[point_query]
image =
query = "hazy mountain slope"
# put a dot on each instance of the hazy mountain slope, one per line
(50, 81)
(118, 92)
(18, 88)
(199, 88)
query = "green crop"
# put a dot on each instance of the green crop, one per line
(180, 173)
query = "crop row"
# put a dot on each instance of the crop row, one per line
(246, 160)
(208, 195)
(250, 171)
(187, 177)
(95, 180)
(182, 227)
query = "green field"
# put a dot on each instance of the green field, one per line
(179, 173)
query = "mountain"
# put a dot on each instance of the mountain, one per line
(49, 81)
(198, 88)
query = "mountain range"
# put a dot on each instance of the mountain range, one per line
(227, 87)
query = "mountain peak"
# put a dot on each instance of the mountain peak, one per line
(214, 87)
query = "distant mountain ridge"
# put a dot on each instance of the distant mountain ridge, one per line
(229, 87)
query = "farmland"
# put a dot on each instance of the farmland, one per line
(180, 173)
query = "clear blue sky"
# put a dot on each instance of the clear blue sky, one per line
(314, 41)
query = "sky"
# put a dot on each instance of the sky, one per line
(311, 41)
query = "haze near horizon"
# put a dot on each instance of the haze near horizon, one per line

++++

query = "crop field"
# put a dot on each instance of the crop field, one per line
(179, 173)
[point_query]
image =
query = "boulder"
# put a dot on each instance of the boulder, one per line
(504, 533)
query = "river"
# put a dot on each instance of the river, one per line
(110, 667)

++++

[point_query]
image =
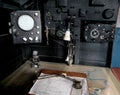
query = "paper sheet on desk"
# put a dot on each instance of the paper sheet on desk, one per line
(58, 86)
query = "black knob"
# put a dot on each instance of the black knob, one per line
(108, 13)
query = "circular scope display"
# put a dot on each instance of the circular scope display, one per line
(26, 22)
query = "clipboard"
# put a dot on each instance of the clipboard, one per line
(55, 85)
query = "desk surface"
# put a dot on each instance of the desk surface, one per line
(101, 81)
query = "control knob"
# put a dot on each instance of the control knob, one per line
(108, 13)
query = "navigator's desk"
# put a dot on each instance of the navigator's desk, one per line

++++

### Instruction
Collect every line of the entries above that contains the string "black", and treat uppercase and lowercase as different.

### The result
query = "black knob"
# put a dot on each instance of the black knob, one per line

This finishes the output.